* **Task brief**
Read through the lines below for the string "strap" and copy each one that has it.

[[ The records, beginning ]]

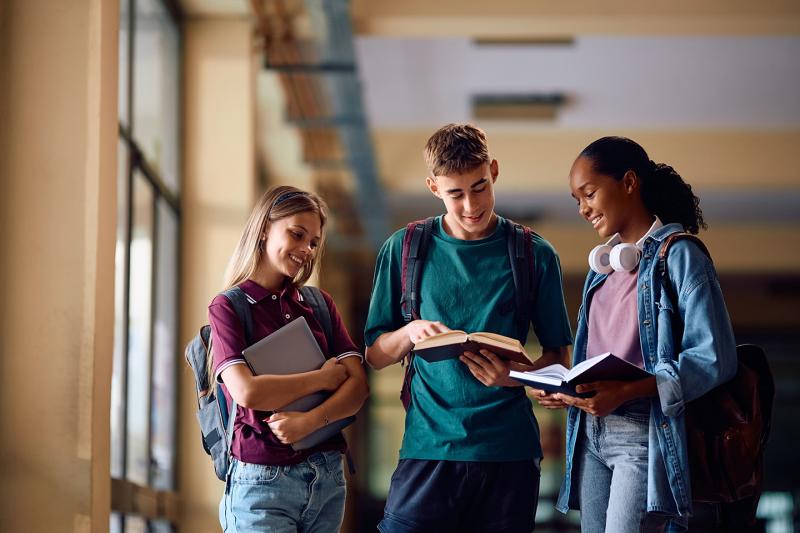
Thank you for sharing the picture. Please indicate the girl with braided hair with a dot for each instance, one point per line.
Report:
(626, 460)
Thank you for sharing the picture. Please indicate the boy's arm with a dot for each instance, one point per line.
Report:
(391, 347)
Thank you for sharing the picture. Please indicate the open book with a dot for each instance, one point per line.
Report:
(557, 378)
(291, 350)
(451, 344)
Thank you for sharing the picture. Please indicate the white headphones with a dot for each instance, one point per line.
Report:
(618, 256)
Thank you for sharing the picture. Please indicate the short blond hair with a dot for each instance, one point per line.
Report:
(456, 149)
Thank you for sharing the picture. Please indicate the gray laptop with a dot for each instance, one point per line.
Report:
(293, 350)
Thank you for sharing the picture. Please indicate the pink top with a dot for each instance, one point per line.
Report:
(614, 319)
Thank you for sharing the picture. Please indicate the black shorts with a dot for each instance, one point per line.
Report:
(459, 496)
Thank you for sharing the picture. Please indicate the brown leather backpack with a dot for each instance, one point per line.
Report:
(728, 427)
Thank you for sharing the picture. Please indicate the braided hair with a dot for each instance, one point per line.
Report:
(663, 190)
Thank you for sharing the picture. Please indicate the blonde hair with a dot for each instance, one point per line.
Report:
(277, 203)
(456, 149)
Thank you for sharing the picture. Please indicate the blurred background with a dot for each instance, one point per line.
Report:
(135, 136)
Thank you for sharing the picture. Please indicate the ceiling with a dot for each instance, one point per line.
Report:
(712, 87)
(609, 81)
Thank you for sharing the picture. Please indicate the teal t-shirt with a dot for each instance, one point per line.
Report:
(468, 285)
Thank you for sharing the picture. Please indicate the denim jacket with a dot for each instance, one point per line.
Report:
(704, 357)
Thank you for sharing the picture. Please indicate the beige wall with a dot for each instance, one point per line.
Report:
(218, 192)
(58, 94)
(538, 160)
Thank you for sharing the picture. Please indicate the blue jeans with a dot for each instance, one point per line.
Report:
(461, 497)
(307, 497)
(612, 470)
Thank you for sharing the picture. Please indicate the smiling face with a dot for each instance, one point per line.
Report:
(292, 242)
(609, 205)
(469, 201)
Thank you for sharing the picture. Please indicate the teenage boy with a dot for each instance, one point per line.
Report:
(470, 454)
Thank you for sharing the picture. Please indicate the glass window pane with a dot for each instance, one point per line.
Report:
(139, 331)
(162, 412)
(120, 305)
(124, 61)
(156, 85)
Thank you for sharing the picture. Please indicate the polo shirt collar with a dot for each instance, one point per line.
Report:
(255, 292)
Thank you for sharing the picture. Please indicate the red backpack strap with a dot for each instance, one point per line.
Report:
(664, 250)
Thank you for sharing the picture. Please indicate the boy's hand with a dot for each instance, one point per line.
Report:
(420, 329)
(548, 401)
(489, 369)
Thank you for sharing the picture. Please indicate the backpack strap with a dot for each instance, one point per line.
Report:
(415, 247)
(319, 306)
(520, 255)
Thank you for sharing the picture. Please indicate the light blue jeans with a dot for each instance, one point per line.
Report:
(612, 469)
(304, 498)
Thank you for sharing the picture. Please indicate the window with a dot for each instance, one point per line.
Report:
(144, 382)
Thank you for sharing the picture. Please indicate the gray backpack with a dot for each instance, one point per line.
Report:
(214, 414)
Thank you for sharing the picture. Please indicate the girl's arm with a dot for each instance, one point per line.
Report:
(271, 392)
(706, 356)
(292, 426)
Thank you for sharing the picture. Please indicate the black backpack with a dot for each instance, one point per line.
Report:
(415, 247)
(727, 428)
(214, 414)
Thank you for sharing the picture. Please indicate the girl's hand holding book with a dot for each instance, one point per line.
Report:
(332, 374)
(608, 396)
(291, 426)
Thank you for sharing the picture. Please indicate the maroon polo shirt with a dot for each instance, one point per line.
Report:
(253, 441)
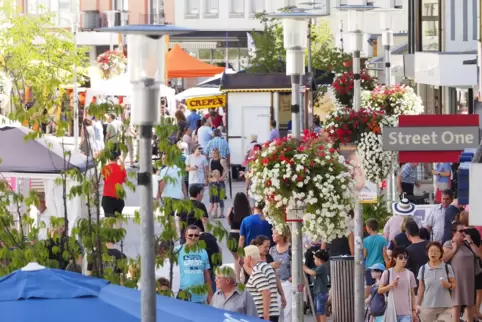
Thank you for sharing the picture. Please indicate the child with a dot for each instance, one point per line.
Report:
(214, 192)
(375, 301)
(320, 289)
(374, 251)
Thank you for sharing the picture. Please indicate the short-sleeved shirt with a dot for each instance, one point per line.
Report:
(254, 226)
(204, 135)
(263, 278)
(192, 265)
(408, 174)
(374, 246)
(435, 295)
(172, 176)
(284, 271)
(197, 176)
(239, 302)
(321, 279)
(443, 167)
(401, 293)
(114, 175)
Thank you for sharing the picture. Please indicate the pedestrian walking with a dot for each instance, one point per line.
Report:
(436, 281)
(240, 210)
(320, 288)
(281, 254)
(197, 166)
(399, 283)
(261, 284)
(374, 251)
(194, 268)
(229, 296)
(460, 252)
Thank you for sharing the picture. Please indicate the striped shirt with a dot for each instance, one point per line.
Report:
(219, 144)
(263, 278)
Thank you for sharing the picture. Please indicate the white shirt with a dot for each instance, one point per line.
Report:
(45, 218)
(173, 186)
(436, 221)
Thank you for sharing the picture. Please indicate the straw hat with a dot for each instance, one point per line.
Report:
(403, 208)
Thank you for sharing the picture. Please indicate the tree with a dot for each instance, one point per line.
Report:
(271, 56)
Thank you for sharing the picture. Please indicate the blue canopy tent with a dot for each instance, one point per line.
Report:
(40, 294)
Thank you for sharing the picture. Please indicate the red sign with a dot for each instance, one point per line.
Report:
(434, 120)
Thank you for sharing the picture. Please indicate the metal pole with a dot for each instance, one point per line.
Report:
(76, 91)
(296, 234)
(358, 218)
(144, 182)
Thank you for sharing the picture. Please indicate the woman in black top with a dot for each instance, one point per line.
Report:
(236, 214)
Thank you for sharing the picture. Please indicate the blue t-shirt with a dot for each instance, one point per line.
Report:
(374, 246)
(192, 118)
(253, 226)
(192, 265)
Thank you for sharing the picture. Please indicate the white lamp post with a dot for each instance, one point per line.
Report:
(355, 26)
(295, 36)
(146, 62)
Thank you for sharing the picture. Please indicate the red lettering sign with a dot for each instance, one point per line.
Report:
(434, 120)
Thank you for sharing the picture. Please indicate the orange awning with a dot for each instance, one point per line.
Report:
(182, 65)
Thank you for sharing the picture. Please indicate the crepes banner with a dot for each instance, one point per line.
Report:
(206, 102)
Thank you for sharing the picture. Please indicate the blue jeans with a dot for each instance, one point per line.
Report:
(404, 318)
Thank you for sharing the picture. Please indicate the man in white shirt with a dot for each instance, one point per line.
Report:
(43, 216)
(204, 133)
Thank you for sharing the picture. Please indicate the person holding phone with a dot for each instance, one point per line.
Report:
(399, 283)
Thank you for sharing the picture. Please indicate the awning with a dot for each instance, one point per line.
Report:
(199, 103)
(182, 65)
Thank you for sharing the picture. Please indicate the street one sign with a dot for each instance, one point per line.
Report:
(453, 138)
(448, 122)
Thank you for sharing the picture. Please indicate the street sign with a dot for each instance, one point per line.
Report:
(453, 138)
(446, 121)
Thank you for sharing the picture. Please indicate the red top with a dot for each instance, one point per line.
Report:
(113, 174)
(217, 121)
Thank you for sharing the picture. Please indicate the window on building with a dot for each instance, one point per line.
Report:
(429, 29)
(192, 8)
(236, 8)
(211, 8)
(256, 6)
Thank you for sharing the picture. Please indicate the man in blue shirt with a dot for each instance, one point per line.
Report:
(192, 118)
(255, 225)
(194, 269)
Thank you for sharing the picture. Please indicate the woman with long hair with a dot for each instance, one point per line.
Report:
(461, 253)
(436, 281)
(240, 210)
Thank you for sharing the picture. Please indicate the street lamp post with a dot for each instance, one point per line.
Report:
(146, 63)
(355, 28)
(295, 36)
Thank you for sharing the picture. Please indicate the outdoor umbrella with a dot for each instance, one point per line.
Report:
(40, 294)
(41, 155)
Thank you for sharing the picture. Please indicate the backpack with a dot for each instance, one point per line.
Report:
(446, 272)
(378, 302)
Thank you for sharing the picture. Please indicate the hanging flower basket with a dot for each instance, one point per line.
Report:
(112, 63)
(393, 101)
(343, 86)
(310, 171)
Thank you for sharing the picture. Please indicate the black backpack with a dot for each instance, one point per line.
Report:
(378, 302)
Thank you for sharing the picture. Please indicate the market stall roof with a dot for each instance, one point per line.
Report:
(41, 155)
(182, 65)
(273, 82)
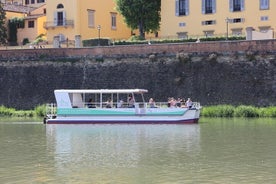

[[ The records, end ]]

* **Solution for this task**
Thank you for sharing the picture. Please indicate the red backpack strap with a dot for each instance, one point per line.
Thank you for sharing the picture. Please indicate the backpack strap with a dot for each instance, one point per line.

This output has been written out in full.